---------- MATERIAL ----------

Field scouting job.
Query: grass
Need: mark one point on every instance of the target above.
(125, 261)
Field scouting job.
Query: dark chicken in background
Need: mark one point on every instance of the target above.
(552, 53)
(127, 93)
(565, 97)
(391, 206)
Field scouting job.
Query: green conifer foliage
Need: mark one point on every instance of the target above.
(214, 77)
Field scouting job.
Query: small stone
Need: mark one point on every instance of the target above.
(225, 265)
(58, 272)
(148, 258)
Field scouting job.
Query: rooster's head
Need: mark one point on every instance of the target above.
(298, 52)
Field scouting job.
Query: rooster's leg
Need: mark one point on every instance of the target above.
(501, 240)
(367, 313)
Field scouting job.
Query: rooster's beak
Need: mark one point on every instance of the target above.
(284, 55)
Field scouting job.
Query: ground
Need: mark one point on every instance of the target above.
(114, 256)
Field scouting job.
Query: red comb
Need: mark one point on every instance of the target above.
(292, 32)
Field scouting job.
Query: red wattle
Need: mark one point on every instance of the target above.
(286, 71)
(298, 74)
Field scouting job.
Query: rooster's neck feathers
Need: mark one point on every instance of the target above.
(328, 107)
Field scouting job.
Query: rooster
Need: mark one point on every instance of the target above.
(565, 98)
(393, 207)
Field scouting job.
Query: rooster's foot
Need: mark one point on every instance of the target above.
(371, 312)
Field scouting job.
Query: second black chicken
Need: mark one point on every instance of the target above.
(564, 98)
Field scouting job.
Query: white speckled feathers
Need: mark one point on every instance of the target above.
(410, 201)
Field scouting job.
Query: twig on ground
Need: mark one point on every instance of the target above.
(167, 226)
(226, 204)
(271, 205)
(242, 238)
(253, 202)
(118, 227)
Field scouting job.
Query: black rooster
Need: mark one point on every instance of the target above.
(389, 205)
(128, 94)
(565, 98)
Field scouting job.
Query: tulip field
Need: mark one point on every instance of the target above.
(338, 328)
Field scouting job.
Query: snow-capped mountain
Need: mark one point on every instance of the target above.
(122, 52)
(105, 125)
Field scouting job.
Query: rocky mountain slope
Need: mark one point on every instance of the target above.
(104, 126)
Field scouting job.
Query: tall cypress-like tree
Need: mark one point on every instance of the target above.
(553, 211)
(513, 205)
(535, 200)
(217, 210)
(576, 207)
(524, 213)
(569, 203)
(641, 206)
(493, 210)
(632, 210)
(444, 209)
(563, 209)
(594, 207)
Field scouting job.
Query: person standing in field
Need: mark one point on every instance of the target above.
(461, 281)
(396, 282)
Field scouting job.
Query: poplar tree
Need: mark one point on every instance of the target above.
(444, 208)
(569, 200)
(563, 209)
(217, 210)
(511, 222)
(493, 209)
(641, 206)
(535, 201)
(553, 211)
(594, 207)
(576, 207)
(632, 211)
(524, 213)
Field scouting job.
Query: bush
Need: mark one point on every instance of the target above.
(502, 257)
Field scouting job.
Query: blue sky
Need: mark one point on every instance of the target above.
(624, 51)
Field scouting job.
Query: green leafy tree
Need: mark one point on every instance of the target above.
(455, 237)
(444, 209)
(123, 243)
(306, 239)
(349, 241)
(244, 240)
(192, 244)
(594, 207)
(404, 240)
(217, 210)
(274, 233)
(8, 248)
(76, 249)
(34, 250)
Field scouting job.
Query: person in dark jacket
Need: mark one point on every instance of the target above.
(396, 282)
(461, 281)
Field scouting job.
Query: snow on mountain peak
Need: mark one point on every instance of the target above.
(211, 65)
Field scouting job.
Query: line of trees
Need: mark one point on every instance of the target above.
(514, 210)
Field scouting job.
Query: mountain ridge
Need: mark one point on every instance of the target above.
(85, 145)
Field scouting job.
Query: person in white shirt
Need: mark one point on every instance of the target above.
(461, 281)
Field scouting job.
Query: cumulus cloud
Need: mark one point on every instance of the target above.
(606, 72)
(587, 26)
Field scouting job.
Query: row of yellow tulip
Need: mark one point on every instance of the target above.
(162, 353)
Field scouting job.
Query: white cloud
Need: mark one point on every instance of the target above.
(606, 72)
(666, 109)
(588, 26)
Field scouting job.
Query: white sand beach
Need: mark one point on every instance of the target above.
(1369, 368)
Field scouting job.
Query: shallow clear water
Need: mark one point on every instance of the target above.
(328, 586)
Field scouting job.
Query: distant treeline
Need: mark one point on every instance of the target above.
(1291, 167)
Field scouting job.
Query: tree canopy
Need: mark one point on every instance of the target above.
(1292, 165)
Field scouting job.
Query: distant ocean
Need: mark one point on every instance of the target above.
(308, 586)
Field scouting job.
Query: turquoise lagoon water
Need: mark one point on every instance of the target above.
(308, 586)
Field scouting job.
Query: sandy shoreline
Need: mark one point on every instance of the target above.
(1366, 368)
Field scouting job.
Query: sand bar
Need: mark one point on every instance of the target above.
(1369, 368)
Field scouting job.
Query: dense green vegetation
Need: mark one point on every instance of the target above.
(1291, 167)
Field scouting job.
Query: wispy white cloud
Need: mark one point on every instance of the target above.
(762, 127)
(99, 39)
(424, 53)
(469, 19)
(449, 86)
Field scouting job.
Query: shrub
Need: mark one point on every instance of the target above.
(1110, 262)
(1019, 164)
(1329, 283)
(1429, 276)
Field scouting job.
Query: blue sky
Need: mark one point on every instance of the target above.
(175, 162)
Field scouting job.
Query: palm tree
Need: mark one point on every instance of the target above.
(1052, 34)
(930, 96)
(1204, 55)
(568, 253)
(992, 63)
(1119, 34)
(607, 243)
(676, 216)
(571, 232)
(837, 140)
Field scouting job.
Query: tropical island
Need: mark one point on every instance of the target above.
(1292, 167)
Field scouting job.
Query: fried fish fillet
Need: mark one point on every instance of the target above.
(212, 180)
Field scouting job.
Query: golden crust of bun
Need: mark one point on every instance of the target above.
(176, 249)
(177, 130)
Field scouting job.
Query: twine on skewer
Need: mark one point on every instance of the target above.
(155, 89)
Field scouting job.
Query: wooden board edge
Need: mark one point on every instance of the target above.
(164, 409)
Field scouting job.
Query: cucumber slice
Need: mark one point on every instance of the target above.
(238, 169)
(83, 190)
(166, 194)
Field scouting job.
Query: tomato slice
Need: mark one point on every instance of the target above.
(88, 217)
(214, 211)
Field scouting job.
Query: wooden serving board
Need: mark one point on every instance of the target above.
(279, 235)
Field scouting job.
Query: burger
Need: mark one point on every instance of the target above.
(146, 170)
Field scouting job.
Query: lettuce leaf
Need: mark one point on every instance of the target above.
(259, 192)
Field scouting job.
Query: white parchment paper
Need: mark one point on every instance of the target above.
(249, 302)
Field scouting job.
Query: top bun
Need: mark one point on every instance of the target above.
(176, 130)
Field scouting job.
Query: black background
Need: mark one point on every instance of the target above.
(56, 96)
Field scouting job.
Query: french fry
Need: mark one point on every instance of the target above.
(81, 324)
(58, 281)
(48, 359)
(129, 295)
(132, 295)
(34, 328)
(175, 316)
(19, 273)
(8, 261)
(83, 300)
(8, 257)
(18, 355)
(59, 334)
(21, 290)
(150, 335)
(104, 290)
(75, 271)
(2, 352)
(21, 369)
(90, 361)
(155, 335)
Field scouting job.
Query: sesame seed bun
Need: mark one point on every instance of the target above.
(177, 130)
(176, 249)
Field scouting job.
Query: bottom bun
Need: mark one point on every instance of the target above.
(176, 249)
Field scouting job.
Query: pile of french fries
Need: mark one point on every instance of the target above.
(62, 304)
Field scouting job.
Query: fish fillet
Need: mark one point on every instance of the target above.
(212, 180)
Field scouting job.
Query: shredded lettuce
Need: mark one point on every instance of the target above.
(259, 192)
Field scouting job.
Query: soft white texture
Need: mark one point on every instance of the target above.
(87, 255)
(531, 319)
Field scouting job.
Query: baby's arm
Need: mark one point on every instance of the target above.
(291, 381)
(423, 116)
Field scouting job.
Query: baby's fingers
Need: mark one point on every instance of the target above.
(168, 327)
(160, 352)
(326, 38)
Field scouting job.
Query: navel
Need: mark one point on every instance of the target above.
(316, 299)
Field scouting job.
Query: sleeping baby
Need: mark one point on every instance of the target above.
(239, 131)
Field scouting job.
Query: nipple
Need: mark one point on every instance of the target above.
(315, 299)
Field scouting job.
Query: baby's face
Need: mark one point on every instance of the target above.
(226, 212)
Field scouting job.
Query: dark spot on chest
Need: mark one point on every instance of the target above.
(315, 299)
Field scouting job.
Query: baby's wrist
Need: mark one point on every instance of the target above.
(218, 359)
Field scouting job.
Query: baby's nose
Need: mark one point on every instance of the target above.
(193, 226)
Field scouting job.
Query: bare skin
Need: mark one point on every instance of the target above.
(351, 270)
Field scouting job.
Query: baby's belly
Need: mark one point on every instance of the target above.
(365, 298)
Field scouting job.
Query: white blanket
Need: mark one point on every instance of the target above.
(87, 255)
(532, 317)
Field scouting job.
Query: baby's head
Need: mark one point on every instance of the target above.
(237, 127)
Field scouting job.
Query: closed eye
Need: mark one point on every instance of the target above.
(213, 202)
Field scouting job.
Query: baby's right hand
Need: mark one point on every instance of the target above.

----------

◆ WHAT YOU WILL DO
Count the lines above that contain the word "water", and reply with the number alone.

◆ REPLY TO THE TASK
2